▶ [GIVEN TEXT]:
——————————

# Tamaskan dog



## gonff (Jan 22, 2010)

hey

Has anyone heard of the Tamaskan dog? Tamaskan Dog - Wikipedia, the free encyclopedia
Can you get them in Australia?


----------



## Lovemydragons (Jan 22, 2010)

By the sounds of that link probably not, but you may be able to import one from USA or the UK if its what you really want. just have to find a breeder.


----------



## AMY22 (Jan 22, 2010)

In order to obtain a Tamaskan you do have to import them, as far as I know anyway. There is/was one breeder in Australia but I don’t know if they still exist.
I think someone in my area actually owns one, I’ve seen them walking in for years, but I’ve never spoken to them to ask what breed it is.


----------



## Wildcall (Jan 22, 2010)

hi there is one breeder in Aus dont know if they are still breeding but their email is 
[email protected] they are listed in the US Tamaskan certified site. hope this helps you


----------



## AMY22 (Jan 22, 2010)

^That’s exactly what I was going to say earlier. Here is the official website for Tamaskans-
http://www.tamaskan-dog.com/


----------



## Chuckface01 (Jan 22, 2010)

——————————

▶ [DATASET SECTION]:
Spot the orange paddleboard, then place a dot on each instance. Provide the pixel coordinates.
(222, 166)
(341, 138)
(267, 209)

——————————

▶ [TASKS TO PERFORM]:
1. In the Tamaskan dog thread, repeat everything from "By the sounds" down to "they still exist.".
2. Name each distinct username that heads a post in the Tamaskan dog thread.
3. In the Tamaskan dog thread, which countries does Lovemydragons suggest importing one from?

▶ [FULL SOLUTIONS]:
1.
By the sounds of that link probably not, but you may be able to import one from USA or the UK if its what you really want. just have to find a breeder.


----------



## AMY22 (Jan 22, 2010)

In order to obtain a Tamaskan you do have to import them, as far as I know anyway. There is/was one breeder in Australia but I don’t know if they still exist.

2. gonff, Lovemydragons, AMY22, Wildcall, Chuckface01

3. The USA or the UK.